(Directions)
Each of the records below must be reproduced verbatim.

(Data extracts)
------------------------------------------------------------------------

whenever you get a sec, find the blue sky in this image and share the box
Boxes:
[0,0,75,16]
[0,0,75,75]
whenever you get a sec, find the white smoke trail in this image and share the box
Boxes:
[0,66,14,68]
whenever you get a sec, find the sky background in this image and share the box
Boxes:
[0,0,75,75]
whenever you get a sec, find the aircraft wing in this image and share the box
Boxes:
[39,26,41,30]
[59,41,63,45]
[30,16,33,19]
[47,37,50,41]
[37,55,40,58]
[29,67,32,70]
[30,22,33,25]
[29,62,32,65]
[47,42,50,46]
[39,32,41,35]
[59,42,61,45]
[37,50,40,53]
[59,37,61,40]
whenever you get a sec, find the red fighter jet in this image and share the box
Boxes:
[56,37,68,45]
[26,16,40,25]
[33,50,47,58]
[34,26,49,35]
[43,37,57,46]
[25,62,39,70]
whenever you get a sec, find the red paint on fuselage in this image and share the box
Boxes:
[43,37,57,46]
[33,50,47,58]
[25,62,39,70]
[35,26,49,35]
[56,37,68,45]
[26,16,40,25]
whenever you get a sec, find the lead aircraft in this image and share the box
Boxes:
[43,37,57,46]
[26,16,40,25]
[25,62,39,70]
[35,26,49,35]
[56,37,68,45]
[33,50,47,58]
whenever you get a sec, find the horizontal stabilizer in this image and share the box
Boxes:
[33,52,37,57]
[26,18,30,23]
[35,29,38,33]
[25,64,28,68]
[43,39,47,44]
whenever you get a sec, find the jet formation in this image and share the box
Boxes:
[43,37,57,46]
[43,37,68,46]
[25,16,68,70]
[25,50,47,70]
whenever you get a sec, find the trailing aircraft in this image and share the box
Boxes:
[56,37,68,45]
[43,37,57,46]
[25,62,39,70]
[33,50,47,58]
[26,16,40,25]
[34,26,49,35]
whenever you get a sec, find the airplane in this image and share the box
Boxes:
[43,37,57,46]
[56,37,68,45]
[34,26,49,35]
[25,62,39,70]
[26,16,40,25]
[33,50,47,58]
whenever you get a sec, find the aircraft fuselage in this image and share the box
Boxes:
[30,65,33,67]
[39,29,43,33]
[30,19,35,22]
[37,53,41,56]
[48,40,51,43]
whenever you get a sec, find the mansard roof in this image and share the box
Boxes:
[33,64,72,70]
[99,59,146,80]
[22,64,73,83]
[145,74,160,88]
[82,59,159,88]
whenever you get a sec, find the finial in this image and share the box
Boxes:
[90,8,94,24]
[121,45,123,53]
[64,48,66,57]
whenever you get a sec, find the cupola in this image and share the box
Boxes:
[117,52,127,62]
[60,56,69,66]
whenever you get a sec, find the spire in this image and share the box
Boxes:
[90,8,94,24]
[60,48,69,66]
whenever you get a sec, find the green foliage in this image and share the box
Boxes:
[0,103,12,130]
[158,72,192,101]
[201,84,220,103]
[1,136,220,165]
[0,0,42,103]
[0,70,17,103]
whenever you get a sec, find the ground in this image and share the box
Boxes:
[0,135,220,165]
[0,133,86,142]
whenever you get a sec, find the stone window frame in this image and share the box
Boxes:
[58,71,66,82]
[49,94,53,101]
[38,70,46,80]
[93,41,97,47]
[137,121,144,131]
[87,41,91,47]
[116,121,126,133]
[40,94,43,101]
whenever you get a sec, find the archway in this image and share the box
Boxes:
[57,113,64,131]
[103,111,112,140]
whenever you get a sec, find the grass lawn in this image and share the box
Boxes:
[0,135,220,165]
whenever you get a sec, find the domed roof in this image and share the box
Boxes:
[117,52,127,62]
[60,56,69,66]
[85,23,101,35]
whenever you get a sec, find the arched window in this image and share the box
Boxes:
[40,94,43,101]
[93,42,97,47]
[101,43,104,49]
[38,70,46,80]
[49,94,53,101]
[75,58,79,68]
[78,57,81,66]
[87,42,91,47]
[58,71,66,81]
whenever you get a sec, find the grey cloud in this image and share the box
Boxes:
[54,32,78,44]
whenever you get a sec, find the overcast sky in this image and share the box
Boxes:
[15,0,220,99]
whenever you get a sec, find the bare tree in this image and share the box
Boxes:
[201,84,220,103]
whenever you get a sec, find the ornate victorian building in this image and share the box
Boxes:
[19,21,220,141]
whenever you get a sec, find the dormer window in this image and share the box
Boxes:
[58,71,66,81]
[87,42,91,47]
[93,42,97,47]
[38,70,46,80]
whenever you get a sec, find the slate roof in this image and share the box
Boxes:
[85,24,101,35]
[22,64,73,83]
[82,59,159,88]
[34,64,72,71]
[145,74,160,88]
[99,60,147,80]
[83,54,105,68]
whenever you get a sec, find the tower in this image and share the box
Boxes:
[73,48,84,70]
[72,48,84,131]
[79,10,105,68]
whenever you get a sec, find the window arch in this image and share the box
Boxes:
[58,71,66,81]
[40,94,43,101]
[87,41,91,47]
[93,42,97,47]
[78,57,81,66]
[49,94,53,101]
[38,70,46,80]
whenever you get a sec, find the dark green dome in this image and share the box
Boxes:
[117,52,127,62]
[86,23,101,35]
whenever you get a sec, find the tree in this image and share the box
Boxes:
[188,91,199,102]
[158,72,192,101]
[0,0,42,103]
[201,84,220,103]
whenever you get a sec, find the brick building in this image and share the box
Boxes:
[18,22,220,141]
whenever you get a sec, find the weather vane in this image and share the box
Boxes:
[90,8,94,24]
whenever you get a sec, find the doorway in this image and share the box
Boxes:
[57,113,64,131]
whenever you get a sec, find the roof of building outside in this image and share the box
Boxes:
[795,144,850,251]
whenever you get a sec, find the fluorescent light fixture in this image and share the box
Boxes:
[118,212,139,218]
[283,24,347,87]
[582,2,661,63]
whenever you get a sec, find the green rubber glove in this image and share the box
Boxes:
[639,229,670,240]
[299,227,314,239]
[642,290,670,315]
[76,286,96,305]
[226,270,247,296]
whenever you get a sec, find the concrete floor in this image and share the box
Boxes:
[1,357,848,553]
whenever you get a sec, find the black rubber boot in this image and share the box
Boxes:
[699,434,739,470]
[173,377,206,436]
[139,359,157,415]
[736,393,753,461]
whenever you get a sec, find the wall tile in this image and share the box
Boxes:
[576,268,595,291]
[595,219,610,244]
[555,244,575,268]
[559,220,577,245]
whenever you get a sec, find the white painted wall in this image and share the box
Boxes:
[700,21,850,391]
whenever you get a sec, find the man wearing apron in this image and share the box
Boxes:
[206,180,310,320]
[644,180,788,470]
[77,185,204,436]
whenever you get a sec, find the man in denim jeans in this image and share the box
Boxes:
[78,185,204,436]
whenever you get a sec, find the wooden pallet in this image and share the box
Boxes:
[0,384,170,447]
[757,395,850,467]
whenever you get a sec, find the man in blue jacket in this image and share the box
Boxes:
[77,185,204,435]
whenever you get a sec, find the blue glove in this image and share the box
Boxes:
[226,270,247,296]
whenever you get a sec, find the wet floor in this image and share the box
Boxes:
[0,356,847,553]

------------------------------------------------------------------------

(Answer to the problem)
whenever you get a sec, find the blue sky in this image and share the box
Boxes:
[0,0,75,16]
[0,0,75,75]
whenever you get a sec, find the white smoke trail in this image and share the box
Boxes:
[0,66,14,68]
whenever you get a sec, find the sky background in this image and share the box
Boxes:
[0,0,75,75]
whenever you get a sec, find the aircraft wing in this image and share the box
Boxes:
[39,26,41,30]
[59,41,63,45]
[30,16,33,19]
[47,37,50,41]
[37,55,40,58]
[29,67,32,70]
[30,22,33,25]
[29,62,32,65]
[47,42,50,46]
[39,32,41,35]
[59,42,61,45]
[37,50,40,53]
[59,37,61,40]
whenever you get a sec, find the red fighter jet in this image and share the box
Boxes:
[56,37,68,45]
[26,16,40,25]
[33,50,47,58]
[34,26,49,35]
[43,37,57,46]
[25,62,39,70]
whenever you get a sec, find the red paint on fuselage in this image and share the box
Boxes:
[43,37,57,46]
[33,50,47,58]
[25,62,39,70]
[35,26,49,35]
[56,37,68,45]
[26,16,40,25]
whenever you get a sec, find the lead aircraft in this image and share the box
Boxes:
[43,37,57,46]
[26,16,40,25]
[25,62,39,70]
[35,26,49,35]
[56,37,68,45]
[33,50,47,58]
whenever you get a sec, find the horizontal stabilizer in this image and share the box
Boxes:
[33,52,37,57]
[26,18,30,23]
[35,29,38,33]
[25,64,28,68]
[43,39,47,44]
whenever you get a sec, find the jet formation in this image and share the box
Boxes:
[43,37,57,46]
[43,37,68,46]
[25,16,68,70]
[25,50,47,70]
whenever you get a sec, find the trailing aircraft in this image and share the box
Boxes:
[56,37,68,45]
[43,37,57,46]
[25,62,39,70]
[33,50,47,58]
[26,16,40,25]
[34,26,49,35]
whenever you get a sec, find the airplane in this image and share the box
Boxes:
[43,37,57,46]
[56,37,68,45]
[34,26,49,35]
[25,62,39,70]
[26,16,40,25]
[33,50,47,58]
whenever you get a sec, find the aircraft fuselage in this image and share the box
Boxes:
[30,65,33,67]
[39,29,43,33]
[30,19,35,22]
[37,53,41,56]
[48,40,51,43]
whenever you get a sec, find the mansard roof in this image and share the box
Boxes:
[33,64,72,70]
[99,59,146,80]
[22,64,73,83]
[145,74,160,88]
[82,59,159,88]
whenever you get a sec, find the finial in this image and share the box
Boxes:
[90,8,94,24]
[121,45,123,53]
[64,48,66,57]
whenever you get a sec, find the cupola in this image and share the box
Boxes:
[117,52,127,62]
[60,56,69,66]
whenever you get a sec, find the spire in this image and share the box
Boxes:
[90,8,94,24]
[60,48,69,66]
whenever you get a sec, find the green foliage in this image and share the box
Boxes:
[0,103,12,130]
[158,72,192,101]
[201,84,220,103]
[1,136,220,165]
[0,0,42,103]
[0,70,17,103]
whenever you get a sec, find the ground in this image and share the box
Boxes:
[0,135,220,165]
[0,133,86,142]
whenever you get a sec, find the stone window frame in this image and share the box
Boxes:
[58,71,66,82]
[49,94,53,101]
[38,70,46,80]
[93,41,97,47]
[137,121,144,131]
[87,41,91,47]
[116,121,126,133]
[40,94,43,101]
whenever you get a sec, find the archway in this image and share the box
Boxes:
[57,113,64,131]
[103,111,112,140]
whenever you get a sec, find the grass lawn in this image and share the box
Boxes:
[0,135,220,165]
whenever you get a sec, find the domed roof in this image and share the box
Boxes:
[117,52,127,62]
[60,56,69,66]
[85,23,101,35]
whenever you get a sec, find the arched window in this image and share the box
Boxes:
[40,94,43,101]
[93,42,97,47]
[101,43,104,49]
[38,70,46,80]
[49,94,53,101]
[75,58,79,68]
[78,57,81,66]
[87,42,91,47]
[58,71,66,81]
whenever you get a sec, find the grey cloud in this image and share the box
Boxes:
[54,32,78,44]
whenever you get a sec, find the overcast sky in this image and share the box
Boxes:
[15,0,220,99]
whenever you get a sec, find the bare tree in this image and share the box
Boxes:
[201,84,220,103]
whenever you get a sec, find the ornate victorian building in this image and share the box
Boxes:
[19,21,220,141]
whenever you get a sec, find the dormer window in this image and share the box
Boxes:
[58,71,66,81]
[87,42,91,47]
[93,42,97,47]
[38,70,46,80]
whenever you get a sec, find the slate roof in this image and share the box
Boxes:
[85,24,101,35]
[22,64,73,83]
[82,59,159,88]
[34,64,72,71]
[145,74,160,88]
[99,60,147,80]
[83,54,105,68]
whenever you get a sec, find the tower in this image and share the box
Boxes:
[73,48,84,70]
[72,48,84,131]
[79,10,105,68]
whenever you get a sec, find the window arch in this image and share the box
Boxes:
[58,71,66,81]
[40,94,43,101]
[87,41,91,47]
[93,42,97,47]
[78,57,81,66]
[49,94,53,101]
[38,70,46,80]
whenever you get a sec, find the dark green dome in this image and share the box
Boxes:
[117,52,127,62]
[86,23,101,35]
whenever you get a sec, find the tree in this image and share the box
Boxes:
[188,91,199,102]
[158,72,192,101]
[0,0,42,103]
[201,84,220,103]
whenever you get a sec, find the brick building in this image and share the box
Boxes:
[18,22,220,141]
whenever you get a sec, find the weather vane in this image and share the box
Boxes:
[90,8,94,24]
whenever you get a sec, find the doorway in this image and share the box
Boxes:
[57,113,64,131]
whenever you get a sec, find the roof of building outside in this image and share the box
Boxes:
[795,144,850,251]
whenever you get a sec, find the fluorescent light fixture in this image and share the box
Boxes:
[118,212,139,218]
[283,24,347,87]
[582,2,661,63]
whenever you get a sec, find the green rubber glove in this image and share the box
Boxes:
[639,229,670,240]
[299,227,314,239]
[642,290,670,315]
[76,286,96,305]
[226,270,247,296]
whenever you get a sec, find the concrete floor in this image and share the box
Boxes:
[1,357,848,553]
whenever you get a sec, find the black rubber boot in this image and share the box
Boxes:
[699,434,739,470]
[173,377,206,436]
[139,359,157,415]
[736,393,753,461]
whenever you get a sec, find the wall tile in this image and share the box
Boxes:
[576,268,595,291]
[595,219,610,244]
[555,244,575,268]
[559,220,577,245]
whenever you get a sec, find the white painted wall in this image and share the box
Boxes:
[700,21,850,391]
whenever you get a sec, find the man wearing apron in this image and share the box
Boxes:
[206,180,310,320]
[644,180,788,470]
[77,185,204,436]
whenever you get a sec, find the man in denim jeans in this image and share the box
Boxes:
[78,185,204,436]
whenever you get a sec, find the wooden pallet in this image and share the box
Boxes:
[0,384,170,447]
[757,395,850,467]
whenever you get a sec, find the man in blue jacket in this image and share the box
Boxes:
[77,185,204,435]
whenever you get a sec, find the blue glove in this image and share the box
Boxes:
[226,270,247,296]
whenever you get a sec, find the wet floor in this image and share the box
Boxes:
[0,356,847,553]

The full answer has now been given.